Исходный текст:
——
Обкомовской номенклатуре, как Василий Цыренович однажды назвал себя, надо было рецензировать в середине 70-х годов новое произведение И. Калашникова, давать оценку, определять его место и значение в системе литературы Бурятии, всесоюзной литературы, мировой. Рецензировать, проводить научное исследование не еще одного произведения на тему из цикла «Так было», т.е. о тяжелом дореволюционном прошлом бурят, русского населения Забайкалья, о неизбежности революции и гражданской войны, об утверждении советского уклада жизни и т.д. Все это уже имелось в кругу написанных Исаем Калашниковым произведений: «Последнее отступление», «Разрыв-трава»; «Не поле перейти», написанное после «Жестокого века», вернет читателя к тому же циклу.

В 1975 году перед литературоведом В.Ц. Найдаковым предстала книга о монгольском средневековье, о Чингис-хане. А на недалекой памяти населения Бурятии, страны были трагедии тридцатых годов, расстрелы цвета нации, руководителей правительства республики, партийных и комсомольских лидеров, да любого несчастного за неосторожное слово, невзначай попавшего под подозрение в склонности к идеям пресловутого панмонголизма.

Читательские слои были зомбированы заказным романом В. Яна; школьными уроками, где давали волю нездоровым настроениям полуграмотные «историки». Которые не перевелись и сегодня.

Незадолго до появления в печати романа И. Калашникова отгремели суды над востоковедами (буддологами). Среди них были сотрудники Института общественных наук (ныне ИМБиТ).

А теперь роман о Чингис-хане… Что делать? Василий Цыренович вслед за автором «Жестокого века» пошел на риск. Он увидел, что произведение Исая Калашникова – явление уникальное и стоит того. К этому риску, так же хорошо просчитанному, как  ранее и писателем, к моральной и профессиональной поддержке его, к самому активному введению в оборот общественной мысли того кардинально нового, что нес роман «Жестокий век», Василий Цыренович оказался готов как никто другой в Бурятии и тем более в центре. Практика последующих времен показала это. Все авторы первых отзывов на роман И. Калашникова, опубликованных в местных газетах и в изданиях центра (Белоусов, Ярневский, Хамаганов; Люциан Климович, позднее Маргарита Ломунова и др. в московских изданиях) в основном «перепевали» В. Яна, перебирали исторические материалы сталинских времен. В романе И. Калашникова искали антисоветчину и не находили. И не знали, что с ним делать. Настолько неординарное было перед ними произведение. Новизна романа И. Калашникова еще долго не определялась и не формулировалась никем из работавших по нему. Даже Василием Цыреновичем. Тем более автором данных строк, тогда, в 75-76 годах только готовящимся к учебе, к работе над этим произведением. Новое качество, заключавшееся между строк романа «Жестокий век», стало проявляться только со временем, в свете начавшихся во второй половине 80-х годов общественно-политических процессов, зародившимся началом демократических преобразований в стране. Когда писателя уже не было, и реализации своих идеалов не довелось ему видеть.
——
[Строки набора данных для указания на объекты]

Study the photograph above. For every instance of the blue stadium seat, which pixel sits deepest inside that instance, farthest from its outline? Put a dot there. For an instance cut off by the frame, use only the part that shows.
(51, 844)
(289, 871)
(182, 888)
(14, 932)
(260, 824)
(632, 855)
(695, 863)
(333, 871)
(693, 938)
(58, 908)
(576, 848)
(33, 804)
——
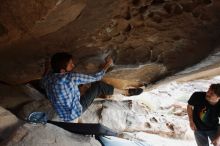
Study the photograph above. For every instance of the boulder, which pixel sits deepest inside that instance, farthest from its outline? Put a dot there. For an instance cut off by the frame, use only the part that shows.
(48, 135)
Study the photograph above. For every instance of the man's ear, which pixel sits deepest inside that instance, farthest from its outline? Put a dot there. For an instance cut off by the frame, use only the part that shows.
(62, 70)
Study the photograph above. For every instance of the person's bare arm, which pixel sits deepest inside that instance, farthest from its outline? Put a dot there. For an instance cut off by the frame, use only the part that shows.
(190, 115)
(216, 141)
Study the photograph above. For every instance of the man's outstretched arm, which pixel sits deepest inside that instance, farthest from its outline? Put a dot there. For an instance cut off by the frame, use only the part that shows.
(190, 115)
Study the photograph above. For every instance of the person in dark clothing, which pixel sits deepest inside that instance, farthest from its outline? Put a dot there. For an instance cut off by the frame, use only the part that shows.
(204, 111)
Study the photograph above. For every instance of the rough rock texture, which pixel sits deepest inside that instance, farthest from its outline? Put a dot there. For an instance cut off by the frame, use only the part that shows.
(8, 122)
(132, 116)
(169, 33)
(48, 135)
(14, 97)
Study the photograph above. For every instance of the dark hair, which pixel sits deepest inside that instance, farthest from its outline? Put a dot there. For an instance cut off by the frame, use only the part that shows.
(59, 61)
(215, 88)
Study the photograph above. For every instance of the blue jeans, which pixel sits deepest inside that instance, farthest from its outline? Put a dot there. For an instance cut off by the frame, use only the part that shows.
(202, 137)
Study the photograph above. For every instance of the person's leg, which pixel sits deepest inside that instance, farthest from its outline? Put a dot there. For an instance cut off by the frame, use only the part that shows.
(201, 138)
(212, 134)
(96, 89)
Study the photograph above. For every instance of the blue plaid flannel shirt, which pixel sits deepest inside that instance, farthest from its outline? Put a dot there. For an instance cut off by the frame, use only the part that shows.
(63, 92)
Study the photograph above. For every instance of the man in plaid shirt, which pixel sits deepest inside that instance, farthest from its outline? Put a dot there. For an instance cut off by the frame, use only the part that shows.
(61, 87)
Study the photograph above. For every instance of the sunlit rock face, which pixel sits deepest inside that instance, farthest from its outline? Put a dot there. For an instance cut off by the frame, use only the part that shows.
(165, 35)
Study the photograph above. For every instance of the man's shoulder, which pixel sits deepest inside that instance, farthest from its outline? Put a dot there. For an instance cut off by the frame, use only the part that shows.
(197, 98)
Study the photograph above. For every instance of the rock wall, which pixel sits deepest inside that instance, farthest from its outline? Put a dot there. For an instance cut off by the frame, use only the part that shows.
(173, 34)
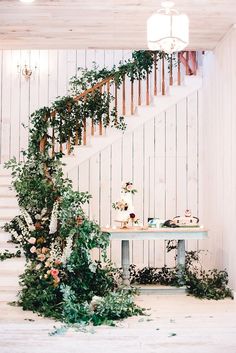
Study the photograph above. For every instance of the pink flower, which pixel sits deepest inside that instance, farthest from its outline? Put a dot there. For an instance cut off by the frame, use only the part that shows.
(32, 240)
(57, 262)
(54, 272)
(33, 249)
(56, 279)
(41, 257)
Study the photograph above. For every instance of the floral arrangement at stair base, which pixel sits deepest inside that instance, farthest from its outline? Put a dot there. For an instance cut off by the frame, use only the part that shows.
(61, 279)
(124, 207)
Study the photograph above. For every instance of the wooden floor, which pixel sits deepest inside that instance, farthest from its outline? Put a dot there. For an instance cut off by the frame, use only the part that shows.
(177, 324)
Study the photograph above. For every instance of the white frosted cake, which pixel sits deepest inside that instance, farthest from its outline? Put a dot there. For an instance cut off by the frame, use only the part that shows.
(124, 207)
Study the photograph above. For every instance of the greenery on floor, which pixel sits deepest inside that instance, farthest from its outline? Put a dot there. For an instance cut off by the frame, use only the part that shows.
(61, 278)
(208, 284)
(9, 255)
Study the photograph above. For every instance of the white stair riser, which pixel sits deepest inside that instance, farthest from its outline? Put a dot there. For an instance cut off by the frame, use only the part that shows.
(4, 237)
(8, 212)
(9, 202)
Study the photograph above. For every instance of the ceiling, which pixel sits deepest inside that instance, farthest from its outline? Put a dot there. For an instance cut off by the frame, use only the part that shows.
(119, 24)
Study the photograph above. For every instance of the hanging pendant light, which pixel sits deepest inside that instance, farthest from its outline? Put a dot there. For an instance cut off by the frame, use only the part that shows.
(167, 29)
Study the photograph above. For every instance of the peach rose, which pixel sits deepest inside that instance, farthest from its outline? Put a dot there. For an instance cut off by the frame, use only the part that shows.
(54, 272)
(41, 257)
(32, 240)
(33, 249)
——
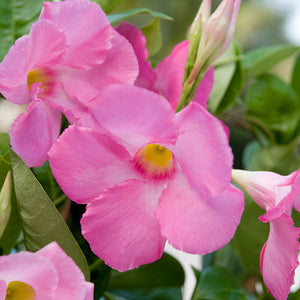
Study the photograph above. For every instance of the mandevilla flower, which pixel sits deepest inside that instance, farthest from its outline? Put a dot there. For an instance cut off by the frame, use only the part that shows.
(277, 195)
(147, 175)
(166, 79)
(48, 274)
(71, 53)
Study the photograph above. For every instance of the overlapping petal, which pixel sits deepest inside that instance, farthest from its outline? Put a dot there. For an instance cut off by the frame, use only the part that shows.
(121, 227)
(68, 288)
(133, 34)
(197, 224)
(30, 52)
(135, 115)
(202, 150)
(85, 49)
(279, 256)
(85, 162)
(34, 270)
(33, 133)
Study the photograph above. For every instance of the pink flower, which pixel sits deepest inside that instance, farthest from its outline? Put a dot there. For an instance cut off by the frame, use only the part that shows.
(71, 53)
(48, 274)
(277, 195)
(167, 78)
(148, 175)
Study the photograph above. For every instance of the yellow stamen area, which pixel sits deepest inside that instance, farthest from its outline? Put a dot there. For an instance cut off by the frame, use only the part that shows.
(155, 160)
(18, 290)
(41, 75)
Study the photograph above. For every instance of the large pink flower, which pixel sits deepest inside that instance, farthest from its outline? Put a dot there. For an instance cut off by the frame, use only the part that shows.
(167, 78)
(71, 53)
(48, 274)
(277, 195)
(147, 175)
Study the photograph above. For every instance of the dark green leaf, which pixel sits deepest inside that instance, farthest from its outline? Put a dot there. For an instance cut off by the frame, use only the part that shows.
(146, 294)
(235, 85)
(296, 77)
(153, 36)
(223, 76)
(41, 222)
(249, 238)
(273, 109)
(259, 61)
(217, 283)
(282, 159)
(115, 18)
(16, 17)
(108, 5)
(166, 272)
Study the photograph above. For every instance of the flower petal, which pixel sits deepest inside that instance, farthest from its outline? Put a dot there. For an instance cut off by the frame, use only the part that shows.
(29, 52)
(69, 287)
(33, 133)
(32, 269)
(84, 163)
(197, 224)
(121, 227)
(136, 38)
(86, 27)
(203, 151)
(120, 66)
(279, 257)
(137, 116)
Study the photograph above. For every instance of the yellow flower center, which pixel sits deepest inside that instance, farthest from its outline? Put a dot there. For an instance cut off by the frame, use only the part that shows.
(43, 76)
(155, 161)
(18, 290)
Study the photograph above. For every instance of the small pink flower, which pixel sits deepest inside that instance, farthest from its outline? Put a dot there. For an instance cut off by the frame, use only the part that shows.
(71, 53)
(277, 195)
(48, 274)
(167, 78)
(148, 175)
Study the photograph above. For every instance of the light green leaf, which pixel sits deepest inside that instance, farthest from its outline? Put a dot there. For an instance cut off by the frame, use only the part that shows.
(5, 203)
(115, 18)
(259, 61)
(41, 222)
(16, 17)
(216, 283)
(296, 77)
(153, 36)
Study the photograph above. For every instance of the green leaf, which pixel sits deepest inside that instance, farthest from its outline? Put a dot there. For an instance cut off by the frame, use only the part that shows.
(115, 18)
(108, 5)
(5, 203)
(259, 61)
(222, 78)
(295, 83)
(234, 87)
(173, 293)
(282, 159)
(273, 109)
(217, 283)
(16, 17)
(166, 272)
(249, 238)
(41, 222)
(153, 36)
——
Ваши задания:
[A] Ответьте по тексту о романе «Жестокий век»:
(i) В каком году перед В.Ц. Найдаковым предстала книга о монгольском средневековье?
(ii) Сотрудники какого института были среди востоковедов, над которыми прошли суды?
(iii) Чей роман, по тексту, «перепевали» авторы первых отзывов на роман И. Калашникова?
[B] Извлеките из текста о романе «Жестокий век» отрывок между словами «В 1975 году» и «идеям пресловутого панмонголизма.» включительно.
Эти материалы для работы не понадобятся.

Итоговые ответы:
[A]
(i) В 1975 году.
(ii) Института общественных наук (ныне ИМБиТ).
(iii) Роман В. Яна.

[B]
В 1975 году перед литературоведом В.Ц. Найдаковым предстала книга о монгольском средневековье, о Чингис-хане. А на недалекой памяти населения Бурятии, страны были трагедии тридцатых годов, расстрелы цвета нации, руководителей правительства республики, партийных и комсомольских лидеров, да любого несчастного за неосторожное слово, невзначай попавшего под подозрение в склонности к идеям пресловутого панмонголизма.